• _FRAGMENTO DEL DOCUMENTO_:
============================================================

Desde allí, DFW establece, en una profecía que hoy podemos ver cumplida con total claridad, el problema que trasladarán al cine en general estas producciones de presupuestos multimillonarios: "Se llama la Ley del Coste Inverso a la Calidad, y afirma que, cuanto más grande sea su presupuesto, más mierda va a ser una película. El caso de T2 muestra que gran parte de la fuerza de la LCIC deriva de la simple lógica financiera. Una película que cueste cientos de millones de dólares únicamente va a recibir apoyo financiero si sus inversores pueden estar seguros al máximo -al máximo- de que por lo menos van a recuperar sus millones de dólares. Es decir, que una película con megapresupuesto tiene prohibido fracasar y, por tanto, debe cumplir con ciertas fórmulas fiables que los precedentes hayan demostrado que aseguran al máximo el taquillazo brutal".
Algo similar hace con el texto sobre Federer. No solo enumera, en 2006, las razones por las cuales el suizo encarna la perfección a la cual todo tenista puede aspirar ("Roger Federer pertenece a esa categoría: una categoría que se puede denominar genio, mutante o avatar"), sino que aprovecha la cobertura de la final de Wimbledon de ese año para describir cómo fue evolucionando el deporte en sí mismo, impulsado por dos factores determinantes: el desarrollo de la tecnología aplicada a las raquetas, y la evolución de los golpes, sobre todo a partir del topspin, de Iván Lendl en adelante. Con el artículo sobre Borges, DFW liquida en unas pocas páginas las pretensiones de su biógrafo. Primero, agrega en una nota al pie: "El hecho de que su narrativa siempre vaya varios pasos por delante de sus intérpretes es una de las razones de que Borges sea tan grande y tan moderno". Y después agrega: "El gran problema de Borges. Una vida es que Williamson es un lector atroz de la obra de Borges; sus interpretaciones constituyen una modalidad totalmente simplista y deshonesta de crítica psicológica".

============================================================

• _TAREAS_:
A. Explica en una a tres oraciones por qué, según el fragmento sobre los ensayos de DFW, una película con megapresupuesto debe cumplir con fórmulas fiables.
B. En el fragmento sobre los ensayos de DFW, ¿qué dos factores impulsaron la evolución del tenis?
C. Continúa el fragmento sobre los ensayos de DFW a partir de su última oración.
Los registros son un material independiente del fragmento sobre los ensayos de DFW.

Entradas del conjunto de datos:
============================================================

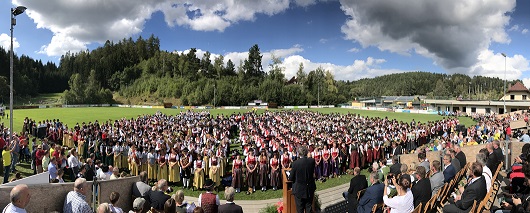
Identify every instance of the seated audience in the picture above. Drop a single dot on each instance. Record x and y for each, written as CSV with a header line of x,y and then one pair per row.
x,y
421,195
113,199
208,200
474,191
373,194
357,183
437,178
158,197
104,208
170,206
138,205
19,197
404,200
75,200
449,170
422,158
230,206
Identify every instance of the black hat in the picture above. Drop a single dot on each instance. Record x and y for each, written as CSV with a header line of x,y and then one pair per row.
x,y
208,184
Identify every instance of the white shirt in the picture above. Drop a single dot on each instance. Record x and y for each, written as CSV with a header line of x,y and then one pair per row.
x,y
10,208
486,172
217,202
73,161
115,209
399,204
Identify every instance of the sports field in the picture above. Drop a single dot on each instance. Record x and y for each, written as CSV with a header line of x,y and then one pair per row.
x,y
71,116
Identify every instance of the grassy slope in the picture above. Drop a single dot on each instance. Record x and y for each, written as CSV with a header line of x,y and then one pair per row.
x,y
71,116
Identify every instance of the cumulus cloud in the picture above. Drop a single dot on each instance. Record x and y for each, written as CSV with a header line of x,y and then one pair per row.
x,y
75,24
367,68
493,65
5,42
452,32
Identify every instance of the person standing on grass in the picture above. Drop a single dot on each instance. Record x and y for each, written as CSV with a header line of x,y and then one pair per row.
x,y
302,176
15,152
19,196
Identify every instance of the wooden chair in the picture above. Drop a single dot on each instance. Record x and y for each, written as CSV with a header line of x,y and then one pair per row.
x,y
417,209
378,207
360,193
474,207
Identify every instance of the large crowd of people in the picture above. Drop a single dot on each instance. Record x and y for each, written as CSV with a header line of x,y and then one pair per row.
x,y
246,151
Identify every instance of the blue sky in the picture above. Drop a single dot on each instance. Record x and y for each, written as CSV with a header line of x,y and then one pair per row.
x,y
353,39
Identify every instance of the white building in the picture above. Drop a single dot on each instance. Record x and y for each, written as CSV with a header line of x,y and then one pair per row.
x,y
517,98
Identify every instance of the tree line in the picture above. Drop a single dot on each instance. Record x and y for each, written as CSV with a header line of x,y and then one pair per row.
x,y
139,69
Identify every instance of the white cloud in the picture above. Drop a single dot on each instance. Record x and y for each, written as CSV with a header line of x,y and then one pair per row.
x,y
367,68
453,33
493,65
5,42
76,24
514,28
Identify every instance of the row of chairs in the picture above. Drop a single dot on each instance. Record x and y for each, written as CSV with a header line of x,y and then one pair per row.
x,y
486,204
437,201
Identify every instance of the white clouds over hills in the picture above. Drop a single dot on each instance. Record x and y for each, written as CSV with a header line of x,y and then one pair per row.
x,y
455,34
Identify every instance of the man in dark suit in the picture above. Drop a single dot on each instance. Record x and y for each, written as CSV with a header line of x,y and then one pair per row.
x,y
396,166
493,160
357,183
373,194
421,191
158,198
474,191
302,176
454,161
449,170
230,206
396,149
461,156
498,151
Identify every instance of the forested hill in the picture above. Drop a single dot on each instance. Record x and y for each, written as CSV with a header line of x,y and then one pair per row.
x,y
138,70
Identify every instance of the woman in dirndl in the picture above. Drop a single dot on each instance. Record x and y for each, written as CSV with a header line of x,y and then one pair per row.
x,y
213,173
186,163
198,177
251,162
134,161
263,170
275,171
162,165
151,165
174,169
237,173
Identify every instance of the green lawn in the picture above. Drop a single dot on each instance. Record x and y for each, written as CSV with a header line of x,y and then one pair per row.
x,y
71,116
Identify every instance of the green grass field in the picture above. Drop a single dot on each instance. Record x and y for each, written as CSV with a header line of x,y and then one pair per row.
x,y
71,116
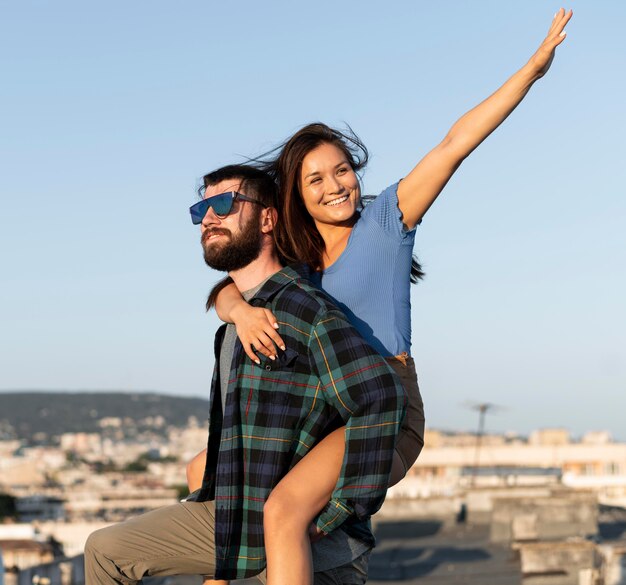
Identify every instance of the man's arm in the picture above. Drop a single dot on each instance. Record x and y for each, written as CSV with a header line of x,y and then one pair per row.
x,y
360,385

============================================================

• _RESPUESTAS DEL EJERCICIO_:
A. Una película que cueste cientos de millones de dólares solo recibe apoyo financiero si sus inversores están seguros al máximo de que van a recuperar su dinero. Por eso tiene prohibido fracasar. Debe seguir fórmulas que los precedentes hayan demostrado que aseguran el taquillazo.

B. El desarrollo de la tecnología aplicada a las raquetas y la evolución de los golpes, sobre todo a partir del topspin.

C.
Es curioso que no exista en nuestro país una figura analogable a la de Foster Wallace. Para dar una idea de su estilo, de sus intereses y de la calidad de su trabajo periodístico habría que convocar a un Frankenstein formado por Enrique Raab, Charlie Feiling, María Moreno, Martín Caparrós y Edgardo Cozarinsky. Por otra parte, la disparidad del tamaño de ambos mercados, sumado al fervor populista y el prejuicio antiacadémico de la Argentina actual no habilitan siquiera la posibilidad de imaginar la figura de un intelectual que, desempeñando un papel similar, proyecte una influencia semejante.